Document text:
----------
FNMA was part of the New Deal's trinity of housing agencies--the other two being the Home Owners Loan Corporation and the FHA-agencies that Roosevelt created in order to literally create the modern mortgage system. Before the New Deal, there were no long term, self-amortizing mortgages. The loan was due and payable at the end of the term--usually five years--and if you couldn't persuade a bank or savings-and-loan to roll it over, you lost the house. After foreclosures exploded during the Depression, Roosevelt invented a whole new system. FNMA's job was to buy approved mortgages from banks, to replenish their working capital, so that they could make more mortgages. As the biggest buyer, FNMA also maintained standards.

The system worked like a fine watch. Homeownership rates soared. Loan standards were generous but not stupid. Nobody in the home mortgage business got filty rich. And mortgage lenders hardly ever went broke. The government's bank insurance funds regularly turned a profit. And here's a quaint, archaic concept: it operated in the public interest.

Then in 1968, as part of a general budget reform, government technocrats decided to get FNMA off the government's books. This was intended as a purely technical revision. It was tacitly understood that Fannie was to keep doing the same thing it always did--buy mortgages from banks, turn them into securities, keep some, sell others, but maintain its standards and service to the public good.

It took about two decades for the wise guys to realize that there was big money to be made. And I am sorry to report that this was a bipartisan trough. In the Clinton era, many of the wiseguys at FNMA were Democrats.
----------
Data supplied:
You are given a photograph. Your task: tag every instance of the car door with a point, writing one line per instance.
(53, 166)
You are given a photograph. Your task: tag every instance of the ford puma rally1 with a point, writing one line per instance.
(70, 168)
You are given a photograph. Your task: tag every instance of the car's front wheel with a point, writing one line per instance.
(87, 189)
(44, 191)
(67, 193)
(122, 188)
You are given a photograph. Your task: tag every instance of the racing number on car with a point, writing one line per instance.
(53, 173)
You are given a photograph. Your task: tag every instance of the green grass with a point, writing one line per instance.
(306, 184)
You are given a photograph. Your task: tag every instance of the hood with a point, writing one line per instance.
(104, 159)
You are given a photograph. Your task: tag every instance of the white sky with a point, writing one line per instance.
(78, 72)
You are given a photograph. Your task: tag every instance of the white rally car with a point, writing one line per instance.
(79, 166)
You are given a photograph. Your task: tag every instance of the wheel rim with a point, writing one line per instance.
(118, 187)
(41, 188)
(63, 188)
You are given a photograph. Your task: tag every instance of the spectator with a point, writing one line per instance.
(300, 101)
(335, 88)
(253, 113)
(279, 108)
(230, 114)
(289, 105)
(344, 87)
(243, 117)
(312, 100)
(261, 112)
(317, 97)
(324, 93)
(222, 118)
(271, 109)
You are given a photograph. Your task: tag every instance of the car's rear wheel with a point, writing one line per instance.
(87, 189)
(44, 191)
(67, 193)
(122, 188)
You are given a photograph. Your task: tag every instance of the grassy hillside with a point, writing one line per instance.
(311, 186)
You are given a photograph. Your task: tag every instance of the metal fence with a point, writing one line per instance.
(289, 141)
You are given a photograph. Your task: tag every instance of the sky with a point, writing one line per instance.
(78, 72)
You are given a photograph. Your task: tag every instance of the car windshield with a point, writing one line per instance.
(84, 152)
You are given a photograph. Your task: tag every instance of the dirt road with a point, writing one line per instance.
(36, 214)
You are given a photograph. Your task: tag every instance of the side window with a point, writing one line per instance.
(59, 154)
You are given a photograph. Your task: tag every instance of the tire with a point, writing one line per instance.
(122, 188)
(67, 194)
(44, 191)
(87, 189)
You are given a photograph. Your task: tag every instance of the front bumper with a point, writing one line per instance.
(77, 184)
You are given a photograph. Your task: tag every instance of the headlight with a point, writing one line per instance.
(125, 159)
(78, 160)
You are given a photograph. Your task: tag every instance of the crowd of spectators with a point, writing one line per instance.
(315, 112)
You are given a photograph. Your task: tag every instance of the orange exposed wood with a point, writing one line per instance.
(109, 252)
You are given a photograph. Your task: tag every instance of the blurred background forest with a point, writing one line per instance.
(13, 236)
----------
Exercise details: Extend the passage on FNMA's history past its final sentence, in keeping with its tone.

Task result:
Criticism was limited to the right and left. The Wall Street Journal and libertarian think-tanks regularly warned that Fannie was getting too big and too speculative with an implicit government guarantee. A few progressives like your faithful writer objected that FNMA's true purposes were being perverted and the system was being put at risk so that insiders could get very rich.

After 2000, Fannie also served to abet the sub-prime mess. For the most part, Fannie refused to buy the very worst sub-prime loans, but it was happy to buy so called "Alt-A" loans, which were a slightly milder version of the same abuse-very risky loans with exorbitant interest costs (and profits) and almost non-existent standards, that are now going into default at almost the same rate as sub-prime.

Under private management, Fannie did a 180. It was perverted from a government-sponsored and well managed agency that served the public interest into a privatized casino whose big bets enriched a few insiders and then helped crash the entire system.

So now, the Bush administration is playing half-of-FDR. It is saving capitalism from itself as Roosevelt did--but without getting serious about regulatory standards going forward. The taxpayers will bail out Fannie, but the rules for regulation of the mortgage system have yet to be written. That will await the next administration. And if the next administration is led by John McCain, the top financial guy is likely to be former Senator Phil Gramm, the senate's biggest cheerleader for reckless deregulation.

Here is the cycle: government invents something virtuous. The private market takes it over, loses hundreds of billions. Government then bails it out. This is best understood as socialized risk, privatized gain. Yes, the shareholders of Fannie Mae will deservedly lose a bundle--it's always the shareholders who take a hit-but the insiders who thought up subprime and the executives of Fannie Mae during the roaring '90s already made their pile.

Surely there is an Obama teachable moment here. It isn't even that complicated. To wit:

--Ordinary homeowners got suckered so that a few fat cats could get very rich.
--The needless damage to the mortgage sector has wreaked much wider harm on the economy--causing other people to lose jobs, not get raises, lose health coverage, and suffer losses to their net worth because of collapsing housing prices.
--This was all the fruit of ultra free-market ideology, as a carried out by an opportunistic Wall Street-Washington axis.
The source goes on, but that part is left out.